§ REQUIRED WORK: Nothing in the records should be changed in the copy, though the pictures must be left out.

Point localization data:
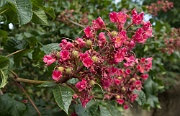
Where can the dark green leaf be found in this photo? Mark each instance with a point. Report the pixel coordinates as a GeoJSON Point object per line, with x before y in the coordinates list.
{"type": "Point", "coordinates": [141, 97]}
{"type": "Point", "coordinates": [63, 96]}
{"type": "Point", "coordinates": [47, 84]}
{"type": "Point", "coordinates": [23, 8]}
{"type": "Point", "coordinates": [11, 107]}
{"type": "Point", "coordinates": [4, 62]}
{"type": "Point", "coordinates": [39, 17]}
{"type": "Point", "coordinates": [50, 47]}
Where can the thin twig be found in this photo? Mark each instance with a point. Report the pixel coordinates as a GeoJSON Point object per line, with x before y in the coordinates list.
{"type": "Point", "coordinates": [129, 26]}
{"type": "Point", "coordinates": [14, 52]}
{"type": "Point", "coordinates": [1, 93]}
{"type": "Point", "coordinates": [23, 90]}
{"type": "Point", "coordinates": [18, 79]}
{"type": "Point", "coordinates": [75, 23]}
{"type": "Point", "coordinates": [30, 81]}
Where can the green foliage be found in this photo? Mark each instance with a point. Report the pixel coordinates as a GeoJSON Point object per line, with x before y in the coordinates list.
{"type": "Point", "coordinates": [63, 96]}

§ SOLUTION TO THE EXERCISE:
Where can the dark green leaf be found in this photo? Mark each instance with a point. Report the pixel coordinates as a GeoJSON Point object per line, with x before y in the coordinates list.
{"type": "Point", "coordinates": [141, 97]}
{"type": "Point", "coordinates": [63, 96]}
{"type": "Point", "coordinates": [47, 84]}
{"type": "Point", "coordinates": [23, 8]}
{"type": "Point", "coordinates": [11, 107]}
{"type": "Point", "coordinates": [4, 62]}
{"type": "Point", "coordinates": [39, 17]}
{"type": "Point", "coordinates": [50, 47]}
Where can the thin twig be found in this photo? Mark each instance with a point. Report the pixel coordinates as a GeoJSON Point object per line, with x before y in the coordinates list.
{"type": "Point", "coordinates": [129, 26]}
{"type": "Point", "coordinates": [14, 52]}
{"type": "Point", "coordinates": [1, 93]}
{"type": "Point", "coordinates": [23, 90]}
{"type": "Point", "coordinates": [18, 79]}
{"type": "Point", "coordinates": [75, 23]}
{"type": "Point", "coordinates": [30, 81]}
Where can the green foliage be found in this photo? Mark each instance with a point. Report the pixel coordinates as a GeoJSON Point object per line, with x before y in the coordinates list.
{"type": "Point", "coordinates": [63, 96]}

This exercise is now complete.